____ Supplied records

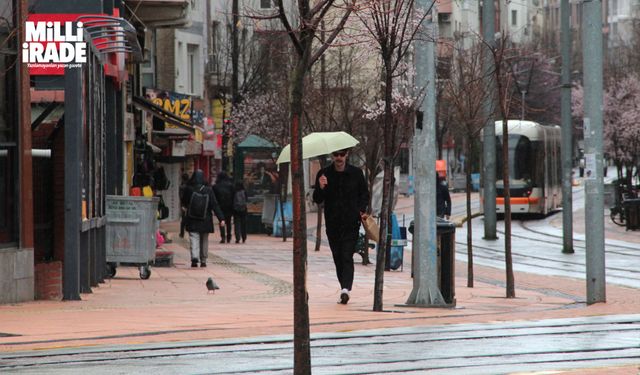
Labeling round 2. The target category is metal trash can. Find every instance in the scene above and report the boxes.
[622,198,640,230]
[384,213,407,271]
[436,218,456,306]
[106,195,159,280]
[409,218,456,307]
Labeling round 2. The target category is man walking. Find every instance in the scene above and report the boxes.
[182,169,225,267]
[436,173,451,220]
[213,171,233,243]
[313,149,369,304]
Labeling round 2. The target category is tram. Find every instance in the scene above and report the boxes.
[484,120,562,215]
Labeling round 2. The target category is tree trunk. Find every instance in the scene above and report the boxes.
[373,64,395,311]
[278,163,289,242]
[494,53,516,298]
[464,133,473,288]
[289,36,313,375]
[315,157,324,251]
[502,116,516,298]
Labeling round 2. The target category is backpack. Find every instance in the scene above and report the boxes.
[187,185,209,220]
[233,190,247,212]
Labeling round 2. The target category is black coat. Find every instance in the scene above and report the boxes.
[181,171,226,233]
[313,164,369,240]
[436,180,451,217]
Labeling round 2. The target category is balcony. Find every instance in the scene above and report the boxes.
[124,0,190,28]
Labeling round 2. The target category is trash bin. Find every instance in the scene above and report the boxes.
[106,195,159,279]
[622,198,640,230]
[409,218,456,306]
[436,218,456,306]
[384,214,407,271]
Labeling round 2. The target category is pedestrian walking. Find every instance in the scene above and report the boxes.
[229,182,247,243]
[181,169,225,267]
[213,171,233,243]
[436,173,451,219]
[313,149,369,304]
[178,173,189,238]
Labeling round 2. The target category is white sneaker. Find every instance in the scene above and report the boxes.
[338,289,349,305]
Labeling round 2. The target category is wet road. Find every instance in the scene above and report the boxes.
[0,315,640,375]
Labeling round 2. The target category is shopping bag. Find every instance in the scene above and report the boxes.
[362,216,380,242]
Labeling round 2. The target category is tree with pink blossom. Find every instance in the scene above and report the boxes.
[571,74,640,184]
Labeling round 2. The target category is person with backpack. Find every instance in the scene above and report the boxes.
[213,171,233,243]
[229,182,247,243]
[181,169,225,267]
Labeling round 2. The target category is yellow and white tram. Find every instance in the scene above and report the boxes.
[481,120,562,215]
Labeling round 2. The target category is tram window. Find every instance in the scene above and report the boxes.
[496,134,536,187]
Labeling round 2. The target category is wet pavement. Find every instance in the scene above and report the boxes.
[0,181,640,375]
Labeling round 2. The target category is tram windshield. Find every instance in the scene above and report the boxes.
[496,134,543,189]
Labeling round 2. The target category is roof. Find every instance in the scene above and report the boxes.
[238,134,278,148]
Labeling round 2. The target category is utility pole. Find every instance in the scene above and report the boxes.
[582,0,606,304]
[482,0,498,240]
[407,0,446,307]
[231,0,240,106]
[560,0,574,254]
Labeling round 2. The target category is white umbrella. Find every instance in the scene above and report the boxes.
[276,132,360,164]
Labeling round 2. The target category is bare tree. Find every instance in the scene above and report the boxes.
[276,0,353,374]
[489,35,517,298]
[443,40,486,288]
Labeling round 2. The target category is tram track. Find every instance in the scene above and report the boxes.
[0,315,640,374]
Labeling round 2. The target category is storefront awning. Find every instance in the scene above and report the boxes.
[133,96,196,134]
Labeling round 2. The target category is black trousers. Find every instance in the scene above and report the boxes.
[327,236,357,290]
[234,212,247,242]
[220,211,233,242]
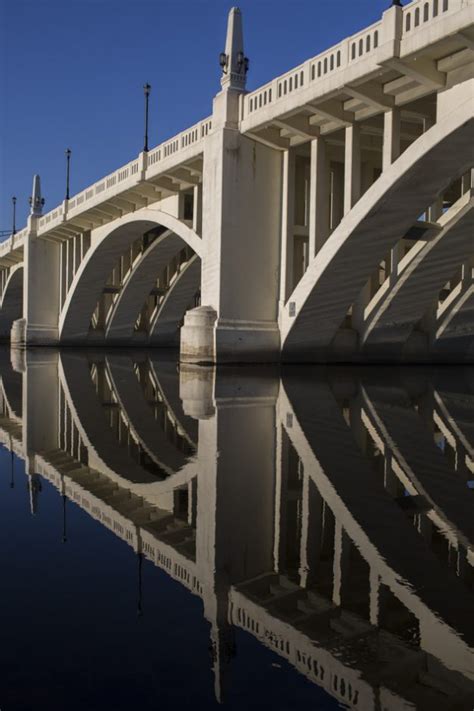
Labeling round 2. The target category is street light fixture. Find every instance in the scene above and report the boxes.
[12,197,16,235]
[65,148,71,200]
[143,83,151,153]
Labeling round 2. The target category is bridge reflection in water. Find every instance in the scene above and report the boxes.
[0,349,474,711]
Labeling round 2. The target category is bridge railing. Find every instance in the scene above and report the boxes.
[67,158,139,218]
[0,227,28,257]
[4,117,212,250]
[242,0,464,119]
[146,117,212,172]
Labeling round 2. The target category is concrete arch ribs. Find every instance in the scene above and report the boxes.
[281,99,474,361]
[149,256,201,346]
[361,194,474,357]
[59,208,202,344]
[0,264,23,342]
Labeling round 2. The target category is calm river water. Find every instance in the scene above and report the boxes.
[0,349,474,711]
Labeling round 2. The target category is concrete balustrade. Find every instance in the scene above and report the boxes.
[0,0,474,363]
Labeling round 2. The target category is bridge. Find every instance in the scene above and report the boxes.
[0,0,474,363]
[0,349,474,711]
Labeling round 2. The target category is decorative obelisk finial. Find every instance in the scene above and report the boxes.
[219,7,249,91]
[30,175,44,217]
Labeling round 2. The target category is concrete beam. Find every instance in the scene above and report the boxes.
[273,115,320,140]
[304,99,354,126]
[250,126,291,151]
[344,82,394,111]
[385,57,446,90]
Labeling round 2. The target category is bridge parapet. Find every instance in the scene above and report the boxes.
[241,0,474,132]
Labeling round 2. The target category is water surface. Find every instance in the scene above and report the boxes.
[0,349,474,711]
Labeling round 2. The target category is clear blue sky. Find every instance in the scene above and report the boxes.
[0,0,390,229]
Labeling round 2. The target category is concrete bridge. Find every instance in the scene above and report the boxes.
[0,0,474,362]
[0,349,474,711]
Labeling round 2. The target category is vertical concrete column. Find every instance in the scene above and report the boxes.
[22,348,59,474]
[195,370,278,704]
[332,519,351,605]
[18,217,61,345]
[181,7,282,363]
[193,183,202,235]
[382,106,401,171]
[330,163,344,231]
[280,149,294,306]
[299,472,324,587]
[309,137,330,261]
[344,123,361,215]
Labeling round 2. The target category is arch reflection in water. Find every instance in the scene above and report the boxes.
[0,351,474,711]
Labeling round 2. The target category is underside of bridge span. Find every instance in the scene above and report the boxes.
[0,0,474,363]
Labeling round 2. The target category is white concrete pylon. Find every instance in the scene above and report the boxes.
[221,7,248,91]
[30,175,44,216]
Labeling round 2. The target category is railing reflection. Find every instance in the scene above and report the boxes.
[0,351,474,711]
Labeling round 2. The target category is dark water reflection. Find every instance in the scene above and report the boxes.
[0,350,474,711]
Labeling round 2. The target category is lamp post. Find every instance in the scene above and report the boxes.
[143,83,151,153]
[63,494,67,543]
[12,197,16,235]
[65,148,71,200]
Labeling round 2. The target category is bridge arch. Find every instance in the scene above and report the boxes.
[59,208,202,344]
[0,264,23,342]
[361,194,474,356]
[281,100,474,361]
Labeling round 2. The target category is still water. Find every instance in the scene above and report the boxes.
[0,349,474,711]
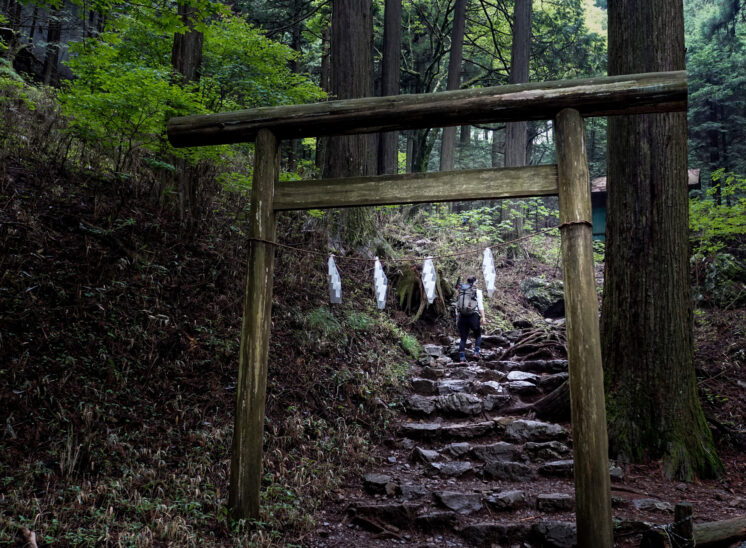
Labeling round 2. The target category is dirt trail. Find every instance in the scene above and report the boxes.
[305,330,744,547]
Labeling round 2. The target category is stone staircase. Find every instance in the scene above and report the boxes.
[308,330,621,547]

________

- Exercise task: Edit the data above so that every occurrence of "target category" reads "requested class", keeping everything else the same. Give back all of the data, leaving the pictures out.

- Problem solution:
Labeling round 2. The requested class is metal trash can. Find every instance in the scene above and report the boxes.
[622,198,640,230]
[384,213,407,271]
[436,218,456,306]
[106,195,159,280]
[409,218,456,307]
Labeling round 2. The requested class is man walking. Find every instance in the scene above and report the boxes.
[182,169,225,267]
[436,173,451,220]
[213,171,233,243]
[313,149,369,304]
Labeling round 2. The requested class is tram. Find every instance in the scene above and report the boxes.
[484,120,562,215]
Labeling round 2. The requested class is tree trunk. Find every instance in the scene above and report the boxes.
[373,64,395,311]
[278,163,289,242]
[494,53,516,298]
[464,133,473,288]
[289,36,313,375]
[315,157,324,251]
[502,116,516,298]
Labeling round 2. The requested class is backpack. Find every instance in the scene above and report the boxes.
[187,185,209,220]
[233,190,247,212]
Labeling round 2. The requested class is black coat. Find every instance in the scene above and report the boxes.
[181,171,226,233]
[313,164,369,240]
[436,180,451,217]
Labeling round 2. The requested class is balcony. Find every instance in the scene above and report the boxes.
[124,0,190,28]
Labeling round 2. The requested class is trash bin. Find every instance in the scene above and report the boxes.
[106,195,159,279]
[622,198,640,230]
[409,218,456,306]
[436,218,456,306]
[384,214,407,271]
Labeling round 2. The requested class is pedestrian walking. Find every instance in the scene above and report the boxes.
[229,182,247,243]
[181,169,225,267]
[213,171,233,243]
[436,173,451,219]
[313,149,369,304]
[178,173,189,238]
Labeling round 2. The requested class is white sneaker. Find every instance in the scene above and report the boxes.
[338,289,349,305]
Labeling round 2. The requested class is wet road. Find every instance in the scene above and report the boxes.
[0,315,640,375]
Labeling round 2. The requested class is shopping bag. Find every instance in the scene above and report the boxes.
[362,216,380,242]
Labeling round 2. The requested class is tree with pink blossom. Find every instance in the scene above and report the boxes.
[571,74,640,184]
Labeling round 2. The requested class is person with backpack. Find every instance in the scene above and report the boxes.
[213,171,233,243]
[229,182,247,243]
[181,169,225,267]
Labeling round 2. The requested class is yellow and white tram. Find every instance in the scene above and report the boxes.
[481,120,562,215]
Labeling round 2. The requested class is tram window. Find every instance in the scene above and report the boxes.
[496,134,536,187]
Labeling round 2. The requested class is wet pavement. Find every instance in the scene above and report the boxes.
[0,181,640,375]
Labeling round 2. The requested class is tram windshield. Find every instance in the scene above and report the boxes.
[496,134,543,189]
Labeling round 2. The requested class is roof. Find every instance in the scene above and report the boxes.
[238,134,278,148]
Labeling round 2. The requested class is utility pole. Find every instance in the scene above and report the boxes.
[582,0,606,304]
[482,0,498,240]
[407,0,446,307]
[231,0,240,106]
[560,0,574,254]
Labeling round 2. The requested class is white umbrella. Find every instance in the scene above and report the boxes.
[276,132,360,164]
Labeling round 2. The requested class is bare tree. Find every instance in the scene above and report the boxes.
[276,0,353,374]
[489,35,517,298]
[443,40,486,288]
Labeling round 2. The requested class is tram track. Find every instance in the scene above and report the boxes.
[0,315,640,374]
Labeling round 2. The requested class is storefront awning. Find every instance in the scene above and report the boxes.
[133,96,196,134]
Labeling round 2. The requested class is black trousers. Find every instance in the scene above and report the boxes.
[327,236,357,290]
[234,212,247,242]
[220,211,233,242]
Labeling round 2. The requested class is street light fixture. Find every instance in the scene above and report the boxes.
[12,197,16,235]
[65,148,71,200]
[143,83,151,153]
Labeling round 2. The requested class is bridge reflection in water. Find every instance in the scene above and report the boxes.
[0,349,474,711]
Labeling round 2. The requested class is bridge railing. Find every instance in the scene above and report the boxes.
[67,158,139,218]
[0,227,28,257]
[4,117,212,250]
[242,0,464,119]
[146,117,212,172]
Labeling round 2. The requested class is concrete arch ribs. Find every instance in the scene above and report the boxes.
[281,99,474,361]
[149,256,201,346]
[361,194,474,357]
[59,208,202,344]
[0,264,23,342]
Labeling round 2. The requested class is calm river water. Find every instance in the scene above and report the boxes.
[0,349,474,711]
Labeling round 2. The requested class is concrete balustrade. Find every instance in the scene above and report the boxes.
[0,0,474,363]
Labeling round 2. The requested class is bridge. Find every instance in the scene above and report the boxes.
[0,0,474,363]
[0,349,474,711]
Labeling round 2. The requested class is decorative obelisk finial. Find every instance in the scene above and report the boxes.
[219,7,249,91]
[30,175,44,217]
Labeling round 2. The requested class is concrete beam. Find every instance in the scene above and report the boxes.
[273,115,320,140]
[304,99,354,126]
[250,126,291,151]
[344,82,394,111]
[385,57,446,90]
Labeling round 2. The requested class is bridge parapet. Find every instance in the scene above and report the boxes.
[241,0,474,132]
Labeling round 2. The requested class is water surface. Find every instance in the scene above and report the boxes.
[0,349,474,711]
Labeling round 2. The requested class is clear blue sky. Find every instance in the scene above and report the boxes.
[0,0,390,229]
Labeling round 2. The requested class is concrete bridge. Find every instance in the scene above and report the boxes.
[0,0,474,362]
[0,349,474,711]
Labeling round 2. The requested class is vertical concrete column. Find every instance in the scene above and report the boxes.
[22,348,59,474]
[195,370,278,704]
[332,519,351,605]
[18,217,61,345]
[181,7,282,363]
[193,183,202,235]
[382,106,401,171]
[330,163,344,231]
[280,149,294,306]
[299,472,324,587]
[309,137,330,261]
[344,123,361,215]
Labeling round 2. The requested class is arch reflection in water. Find every instance in the scene above and report the boxes.
[0,351,474,711]
Labeling round 2. The requested class is underside of bridge span. Find every instance in the scene above and report the boxes.
[0,0,474,363]
Labeling round 2. The requested class is white concrete pylon. Find every instance in the scene above and report the boxes.
[221,7,248,91]
[30,175,44,216]
Labeling round 2. The requested class is railing reflection. Find every instance in the scene above and report the boxes.
[0,351,474,711]
Labeling round 2. The requested class is dark water reflection. Find every instance in the scene above and report the boxes.
[0,350,474,711]
Labeling round 2. The requested class is lamp post. Find every instance in the scene above and report the boxes.
[143,83,151,153]
[63,494,67,543]
[12,197,16,235]
[65,148,71,200]
Labeling round 2. The requested class is bridge arch. Find every instance in the scene above and report the boxes.
[59,208,202,344]
[0,264,23,342]
[361,194,474,356]
[281,100,474,361]
Labeling round 2. The requested class is still water. Find every instance in the scene above and report the boxes.
[0,349,474,711]
Labeling round 2. The requested class is dirt trail. Find every instance in the scene above and report the boxes.
[305,330,744,547]
Labeling round 2. The requested class is stone staircase. Find every instance in the scene above and report the boxes.
[308,330,621,547]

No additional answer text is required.